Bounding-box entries

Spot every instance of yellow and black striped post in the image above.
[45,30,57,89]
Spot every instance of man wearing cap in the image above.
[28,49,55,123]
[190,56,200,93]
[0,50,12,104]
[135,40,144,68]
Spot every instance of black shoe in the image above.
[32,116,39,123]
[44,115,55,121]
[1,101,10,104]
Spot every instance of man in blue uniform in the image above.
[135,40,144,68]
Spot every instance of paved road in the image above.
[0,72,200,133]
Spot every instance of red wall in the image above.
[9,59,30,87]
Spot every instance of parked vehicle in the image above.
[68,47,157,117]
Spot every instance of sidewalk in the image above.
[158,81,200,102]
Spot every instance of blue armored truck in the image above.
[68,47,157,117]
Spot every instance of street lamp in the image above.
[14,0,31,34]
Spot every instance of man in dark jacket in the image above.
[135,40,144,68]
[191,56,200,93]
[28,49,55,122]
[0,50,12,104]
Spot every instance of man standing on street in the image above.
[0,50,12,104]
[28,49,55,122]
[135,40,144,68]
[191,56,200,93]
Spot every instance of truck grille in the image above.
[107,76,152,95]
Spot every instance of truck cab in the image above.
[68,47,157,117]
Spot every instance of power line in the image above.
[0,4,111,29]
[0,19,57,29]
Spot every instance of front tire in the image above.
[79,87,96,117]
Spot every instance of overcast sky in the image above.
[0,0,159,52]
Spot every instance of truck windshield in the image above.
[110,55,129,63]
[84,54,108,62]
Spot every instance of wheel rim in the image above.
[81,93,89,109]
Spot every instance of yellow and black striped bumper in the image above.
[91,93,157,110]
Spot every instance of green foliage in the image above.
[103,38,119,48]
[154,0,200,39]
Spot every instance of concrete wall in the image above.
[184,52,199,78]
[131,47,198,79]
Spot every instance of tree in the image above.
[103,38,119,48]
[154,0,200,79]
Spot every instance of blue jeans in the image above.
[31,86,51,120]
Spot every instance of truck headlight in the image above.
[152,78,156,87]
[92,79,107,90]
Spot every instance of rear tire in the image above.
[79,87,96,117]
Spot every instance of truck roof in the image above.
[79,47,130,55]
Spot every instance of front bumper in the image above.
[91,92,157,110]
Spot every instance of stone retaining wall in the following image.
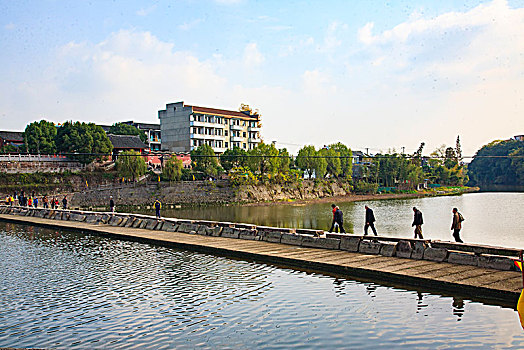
[0,205,521,271]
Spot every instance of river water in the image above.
[0,223,524,349]
[149,192,524,249]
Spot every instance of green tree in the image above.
[162,156,184,181]
[296,146,317,177]
[468,140,524,188]
[318,148,342,178]
[247,142,280,175]
[191,144,219,176]
[329,142,353,179]
[109,123,148,143]
[116,150,147,181]
[24,120,57,154]
[277,148,291,174]
[220,146,247,171]
[56,122,113,164]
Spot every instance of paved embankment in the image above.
[0,207,522,304]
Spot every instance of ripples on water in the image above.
[0,223,524,349]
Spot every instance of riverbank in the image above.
[243,187,479,206]
[64,180,478,209]
[0,207,522,305]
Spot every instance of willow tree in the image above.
[162,156,183,181]
[116,150,147,181]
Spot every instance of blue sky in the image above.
[0,0,524,155]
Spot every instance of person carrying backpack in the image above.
[451,208,464,243]
[155,199,162,219]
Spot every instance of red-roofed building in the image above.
[158,102,261,154]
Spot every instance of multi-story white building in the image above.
[158,102,261,153]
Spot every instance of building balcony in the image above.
[189,120,225,129]
[231,136,246,142]
[189,134,226,141]
[213,147,227,153]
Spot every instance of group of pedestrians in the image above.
[329,204,464,243]
[5,191,67,209]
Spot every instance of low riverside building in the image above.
[107,134,147,160]
[0,131,24,149]
[158,102,261,154]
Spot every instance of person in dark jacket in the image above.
[451,208,464,243]
[109,196,115,213]
[329,204,346,233]
[364,205,378,236]
[411,207,424,239]
[154,199,162,219]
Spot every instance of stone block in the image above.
[478,254,517,271]
[131,218,144,228]
[108,215,122,226]
[138,219,149,229]
[69,214,86,222]
[258,231,282,243]
[118,216,129,227]
[301,235,340,249]
[238,229,260,241]
[358,239,382,254]
[280,233,306,245]
[86,214,100,225]
[340,236,362,252]
[296,228,324,237]
[178,222,199,234]
[235,224,257,230]
[423,247,448,262]
[222,227,240,238]
[99,214,111,224]
[411,241,428,260]
[207,226,223,237]
[448,251,479,266]
[395,241,413,258]
[196,224,209,236]
[144,219,158,230]
[154,221,164,231]
[380,242,397,256]
[162,221,179,232]
[124,216,136,227]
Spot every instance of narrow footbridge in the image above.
[0,206,523,306]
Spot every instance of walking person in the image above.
[364,205,378,236]
[411,207,424,239]
[109,196,115,213]
[451,208,464,243]
[154,199,162,219]
[329,204,346,233]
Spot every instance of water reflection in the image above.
[0,223,524,349]
[142,193,524,248]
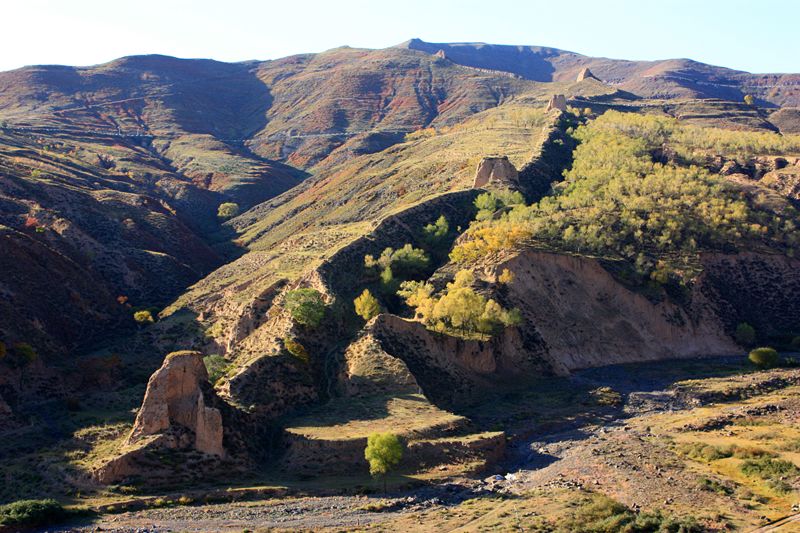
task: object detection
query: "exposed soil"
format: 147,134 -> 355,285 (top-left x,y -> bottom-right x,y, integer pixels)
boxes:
51,359 -> 800,531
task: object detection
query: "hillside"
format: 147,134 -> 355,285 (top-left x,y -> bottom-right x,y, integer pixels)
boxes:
399,39 -> 800,107
0,39 -> 800,532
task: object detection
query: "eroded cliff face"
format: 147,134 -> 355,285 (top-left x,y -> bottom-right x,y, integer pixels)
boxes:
359,249 -> 800,404
497,250 -> 741,372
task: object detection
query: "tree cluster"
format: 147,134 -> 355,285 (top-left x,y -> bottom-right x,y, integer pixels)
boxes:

* [Aim]: List every line in the entries above that contains the string "query", matching case exactly.

* [Final result]:
query: "exposed soil"
query: "hillside"
query: "eroded cliff face"
query: "tree cluster"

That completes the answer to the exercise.